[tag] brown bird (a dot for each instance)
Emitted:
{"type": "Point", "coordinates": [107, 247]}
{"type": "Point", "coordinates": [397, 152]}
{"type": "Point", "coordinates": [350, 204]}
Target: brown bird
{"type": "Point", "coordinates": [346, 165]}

═══

:: What you will do ::
Render every line of the entries above as a JSON array of strings, one string per line, with any blank lines omitted.

:: Answer to this problem ::
[
  "[tag] brown bird (a dot for each instance)",
  "Emitted:",
  "{\"type\": \"Point\", \"coordinates\": [107, 247]}",
  "{\"type\": \"Point\", \"coordinates\": [397, 152]}",
  "{\"type\": \"Point\", \"coordinates\": [350, 204]}",
  "Target: brown bird",
  "{\"type\": \"Point\", \"coordinates\": [346, 165]}"
]